(Data extracted from a collection)
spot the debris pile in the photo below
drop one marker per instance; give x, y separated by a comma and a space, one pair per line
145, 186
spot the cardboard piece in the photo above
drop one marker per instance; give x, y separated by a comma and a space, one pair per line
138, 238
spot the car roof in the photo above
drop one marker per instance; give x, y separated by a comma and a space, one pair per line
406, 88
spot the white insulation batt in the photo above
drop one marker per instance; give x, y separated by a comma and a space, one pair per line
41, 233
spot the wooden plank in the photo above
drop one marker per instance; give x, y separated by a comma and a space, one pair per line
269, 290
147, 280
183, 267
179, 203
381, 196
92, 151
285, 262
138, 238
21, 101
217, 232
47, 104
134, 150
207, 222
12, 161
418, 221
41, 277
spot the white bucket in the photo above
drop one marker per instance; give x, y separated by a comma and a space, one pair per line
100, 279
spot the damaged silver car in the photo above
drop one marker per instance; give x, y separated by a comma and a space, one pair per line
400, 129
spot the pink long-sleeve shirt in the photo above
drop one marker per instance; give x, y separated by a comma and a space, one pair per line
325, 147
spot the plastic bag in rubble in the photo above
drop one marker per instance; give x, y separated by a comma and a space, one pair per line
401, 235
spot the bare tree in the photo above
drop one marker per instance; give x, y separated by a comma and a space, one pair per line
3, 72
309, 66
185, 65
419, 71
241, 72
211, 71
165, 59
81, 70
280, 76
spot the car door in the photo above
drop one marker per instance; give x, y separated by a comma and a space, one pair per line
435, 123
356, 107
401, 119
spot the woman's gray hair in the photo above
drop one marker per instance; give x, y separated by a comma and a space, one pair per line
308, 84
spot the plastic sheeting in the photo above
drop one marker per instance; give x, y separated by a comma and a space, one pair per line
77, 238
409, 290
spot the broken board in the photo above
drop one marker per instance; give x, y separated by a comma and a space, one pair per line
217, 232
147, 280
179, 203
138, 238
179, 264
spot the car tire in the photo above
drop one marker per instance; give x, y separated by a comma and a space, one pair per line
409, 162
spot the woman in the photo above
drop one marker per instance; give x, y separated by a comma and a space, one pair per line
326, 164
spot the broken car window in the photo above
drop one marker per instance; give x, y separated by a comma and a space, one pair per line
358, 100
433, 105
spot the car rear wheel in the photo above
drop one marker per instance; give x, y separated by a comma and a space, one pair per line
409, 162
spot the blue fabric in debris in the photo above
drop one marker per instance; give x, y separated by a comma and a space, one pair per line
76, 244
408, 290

* _Try it_: Send back each record exactly as it stands.

* _Answer space_:
spot the debris pile in the photo below
drop one marker per instance; give x, y separated by a comma and a space, one pair per line
145, 186
spot the cardboard piece in the photo above
drop one marker per instance; give x, y separated by a comma and a space, one pair per line
138, 238
spot the car roof in the photo above
drop one marker per instance; give x, y separated by a comma and a space, one pair per line
406, 88
spot the white insulation batt in the photo above
drop one marker per instance; give x, y separated by a comma and a space, one pair per line
41, 233
spot the wooden plank in the photo above
drop one marker per instance; give x, y separated by a comma and a space, one pair per line
269, 290
147, 280
183, 267
179, 203
381, 196
92, 151
285, 262
138, 238
21, 101
217, 232
47, 104
134, 150
207, 222
12, 161
418, 221
41, 277
spot the white bucket in the photo above
drop one marker per instance; give x, y separated by a comma and a space, one pair per line
100, 279
spot the damaged silver car in the photo above
drop one marker per instance; give x, y separated by a comma and a space, one pair per line
400, 129
spot the pink long-sleeve shirt in the photo above
drop one marker per instance; give x, y separated by a comma and a space, one pair per line
325, 147
spot the plastic bag in rubble in the photo above
drop one marker per instance; give x, y separated by a comma and a space, one pair per line
401, 235
spot the bare tree in the photo above
drop one marker per instance; give x, y separated by a comma and a space, one pair per line
3, 72
309, 66
185, 65
419, 71
241, 72
211, 71
165, 59
81, 70
280, 76
spot the car door in the photo above
drop one marker per instance; give x, y separated by a comma and a space, one pair per line
435, 123
356, 107
401, 119
spot the woman's gray hair in the photo above
drop one marker per instance; give x, y separated by a comma and a space, one pair per line
308, 84
spot the plastic sheeting in the photo above
drop one marker per instance; give x, y separated by a comma and a space, one pair per line
77, 238
409, 290
spot the broken board in the photo above
drop one marker per instance; give x, y separated by a comma and a space, one pair per line
217, 232
147, 280
179, 203
138, 238
179, 264
spot the car tire in the photo above
drop one marker per instance; give x, y separated by a comma and a space, one pair per line
409, 162
spot the woman in the photo above
drop one marker per instance; give x, y separated by a comma and a space, one pair per line
326, 164
spot the broken car window in the photo above
drop one marker per instance; give x, y separated by a comma and a space, one pair per line
358, 100
433, 105
spot the car rear wheel in the photo above
drop one marker per instance; give x, y separated by a comma and a space, one pair per line
409, 162
spot the blue fabric in debris in the photo above
drop one marker per instance; give x, y separated by a comma and a space, one pair per line
76, 244
408, 290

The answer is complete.